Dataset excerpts

.....

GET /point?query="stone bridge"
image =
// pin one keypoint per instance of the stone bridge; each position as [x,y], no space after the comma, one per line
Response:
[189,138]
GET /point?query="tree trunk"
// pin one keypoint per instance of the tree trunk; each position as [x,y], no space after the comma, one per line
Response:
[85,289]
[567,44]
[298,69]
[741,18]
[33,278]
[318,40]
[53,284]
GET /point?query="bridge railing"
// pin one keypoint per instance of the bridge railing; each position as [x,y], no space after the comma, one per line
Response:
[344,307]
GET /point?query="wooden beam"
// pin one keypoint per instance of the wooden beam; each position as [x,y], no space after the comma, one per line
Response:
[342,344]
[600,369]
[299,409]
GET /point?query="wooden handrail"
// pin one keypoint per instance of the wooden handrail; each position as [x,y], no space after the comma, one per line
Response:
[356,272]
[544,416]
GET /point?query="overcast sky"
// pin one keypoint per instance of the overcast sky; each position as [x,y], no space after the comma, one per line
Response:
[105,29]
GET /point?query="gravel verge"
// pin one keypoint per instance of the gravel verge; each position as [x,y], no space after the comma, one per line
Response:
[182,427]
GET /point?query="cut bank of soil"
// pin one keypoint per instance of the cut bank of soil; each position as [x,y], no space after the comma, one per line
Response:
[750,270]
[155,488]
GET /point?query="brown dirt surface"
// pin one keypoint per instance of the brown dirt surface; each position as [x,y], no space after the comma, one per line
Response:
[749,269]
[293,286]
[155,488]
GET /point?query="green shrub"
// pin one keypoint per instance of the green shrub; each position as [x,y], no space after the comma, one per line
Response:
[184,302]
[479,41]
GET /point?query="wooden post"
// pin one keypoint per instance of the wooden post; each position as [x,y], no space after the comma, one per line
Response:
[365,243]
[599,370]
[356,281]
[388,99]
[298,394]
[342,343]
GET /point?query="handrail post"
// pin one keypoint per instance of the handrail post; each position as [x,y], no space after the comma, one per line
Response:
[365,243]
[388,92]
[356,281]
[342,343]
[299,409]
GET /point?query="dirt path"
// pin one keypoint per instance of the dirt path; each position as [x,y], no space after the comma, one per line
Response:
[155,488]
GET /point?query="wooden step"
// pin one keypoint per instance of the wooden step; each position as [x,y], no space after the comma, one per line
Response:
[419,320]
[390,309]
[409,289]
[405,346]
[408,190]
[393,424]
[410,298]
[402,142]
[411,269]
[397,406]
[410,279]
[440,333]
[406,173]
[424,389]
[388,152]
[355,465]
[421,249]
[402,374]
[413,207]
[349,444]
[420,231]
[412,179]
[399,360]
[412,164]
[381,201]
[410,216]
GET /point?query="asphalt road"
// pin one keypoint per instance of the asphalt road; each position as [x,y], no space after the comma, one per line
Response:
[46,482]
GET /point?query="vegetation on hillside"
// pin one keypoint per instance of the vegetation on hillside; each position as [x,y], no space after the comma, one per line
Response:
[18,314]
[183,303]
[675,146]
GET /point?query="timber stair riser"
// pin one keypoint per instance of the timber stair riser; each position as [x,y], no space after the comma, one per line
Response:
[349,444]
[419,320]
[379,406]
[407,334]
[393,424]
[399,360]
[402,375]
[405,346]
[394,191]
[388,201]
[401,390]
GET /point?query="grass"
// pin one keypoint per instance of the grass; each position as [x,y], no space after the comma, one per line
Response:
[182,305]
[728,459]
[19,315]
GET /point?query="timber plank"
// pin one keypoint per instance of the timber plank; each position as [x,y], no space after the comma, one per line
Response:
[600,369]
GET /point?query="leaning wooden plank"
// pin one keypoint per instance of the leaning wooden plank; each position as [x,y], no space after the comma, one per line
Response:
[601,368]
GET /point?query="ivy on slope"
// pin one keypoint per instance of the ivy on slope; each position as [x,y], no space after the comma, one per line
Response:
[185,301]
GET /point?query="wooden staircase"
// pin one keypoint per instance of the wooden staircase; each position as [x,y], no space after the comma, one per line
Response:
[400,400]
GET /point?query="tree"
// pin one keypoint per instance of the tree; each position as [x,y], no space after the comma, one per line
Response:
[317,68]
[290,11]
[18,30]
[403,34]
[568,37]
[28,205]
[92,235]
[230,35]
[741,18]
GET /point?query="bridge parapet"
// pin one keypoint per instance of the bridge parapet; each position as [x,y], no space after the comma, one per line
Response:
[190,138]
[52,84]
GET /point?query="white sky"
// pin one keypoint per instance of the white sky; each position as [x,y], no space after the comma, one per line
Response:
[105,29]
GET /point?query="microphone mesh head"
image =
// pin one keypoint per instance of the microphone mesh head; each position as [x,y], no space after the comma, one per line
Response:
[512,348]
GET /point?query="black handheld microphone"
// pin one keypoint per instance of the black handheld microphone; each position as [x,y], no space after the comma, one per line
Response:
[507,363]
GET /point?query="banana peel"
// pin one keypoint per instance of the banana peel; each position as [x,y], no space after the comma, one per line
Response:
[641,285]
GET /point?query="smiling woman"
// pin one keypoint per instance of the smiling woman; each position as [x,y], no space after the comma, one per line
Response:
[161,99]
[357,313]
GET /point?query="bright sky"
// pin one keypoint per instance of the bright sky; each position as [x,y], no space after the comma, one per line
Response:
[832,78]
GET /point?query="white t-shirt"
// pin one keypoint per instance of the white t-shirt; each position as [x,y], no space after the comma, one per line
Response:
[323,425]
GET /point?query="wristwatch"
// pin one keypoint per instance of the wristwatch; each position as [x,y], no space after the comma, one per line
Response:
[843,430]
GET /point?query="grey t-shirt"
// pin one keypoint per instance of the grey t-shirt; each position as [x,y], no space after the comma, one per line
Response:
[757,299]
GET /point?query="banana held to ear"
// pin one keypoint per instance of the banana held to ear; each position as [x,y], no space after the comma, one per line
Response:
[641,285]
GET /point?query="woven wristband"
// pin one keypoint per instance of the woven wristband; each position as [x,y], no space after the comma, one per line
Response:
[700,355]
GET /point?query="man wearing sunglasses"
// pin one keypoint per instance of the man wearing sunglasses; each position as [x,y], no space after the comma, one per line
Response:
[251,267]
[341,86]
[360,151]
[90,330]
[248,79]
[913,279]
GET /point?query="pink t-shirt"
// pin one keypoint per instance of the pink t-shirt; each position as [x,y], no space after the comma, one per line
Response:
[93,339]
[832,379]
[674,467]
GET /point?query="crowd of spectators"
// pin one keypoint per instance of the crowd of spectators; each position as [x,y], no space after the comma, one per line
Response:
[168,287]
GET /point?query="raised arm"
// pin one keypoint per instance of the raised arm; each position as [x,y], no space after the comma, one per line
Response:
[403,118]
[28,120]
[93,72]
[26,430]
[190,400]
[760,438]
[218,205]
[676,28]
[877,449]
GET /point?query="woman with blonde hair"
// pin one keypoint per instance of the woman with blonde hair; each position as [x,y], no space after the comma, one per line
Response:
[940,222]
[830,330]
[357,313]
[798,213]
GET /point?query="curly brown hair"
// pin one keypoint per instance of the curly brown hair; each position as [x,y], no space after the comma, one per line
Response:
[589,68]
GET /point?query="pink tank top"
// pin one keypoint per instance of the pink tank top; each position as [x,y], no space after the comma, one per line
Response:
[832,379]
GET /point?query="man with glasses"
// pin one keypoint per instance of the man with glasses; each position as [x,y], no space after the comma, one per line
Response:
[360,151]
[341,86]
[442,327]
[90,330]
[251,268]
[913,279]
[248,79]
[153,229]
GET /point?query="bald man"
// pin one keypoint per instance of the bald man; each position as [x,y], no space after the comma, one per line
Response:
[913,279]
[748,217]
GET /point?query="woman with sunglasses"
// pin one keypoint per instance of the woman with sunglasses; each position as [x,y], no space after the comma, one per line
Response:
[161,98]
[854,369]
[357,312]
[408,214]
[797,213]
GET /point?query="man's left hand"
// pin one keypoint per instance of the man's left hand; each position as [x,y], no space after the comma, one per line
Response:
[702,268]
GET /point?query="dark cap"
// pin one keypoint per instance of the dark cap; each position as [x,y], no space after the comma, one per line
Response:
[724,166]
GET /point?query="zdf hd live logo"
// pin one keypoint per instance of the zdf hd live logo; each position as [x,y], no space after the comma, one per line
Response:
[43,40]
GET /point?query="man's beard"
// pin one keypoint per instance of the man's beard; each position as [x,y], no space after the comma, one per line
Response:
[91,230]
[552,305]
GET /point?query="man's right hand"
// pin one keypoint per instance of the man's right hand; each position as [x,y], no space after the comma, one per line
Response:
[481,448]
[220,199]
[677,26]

.....

**EXERCISE GOAL**
Return each line from the entries above that includes "soil".

**ANSWER SECTION**
GET /point?query="cut bank of soil"
// pin one keypoint per instance of the cut bank of soil; each position as [x,y], no space after the comma, one per line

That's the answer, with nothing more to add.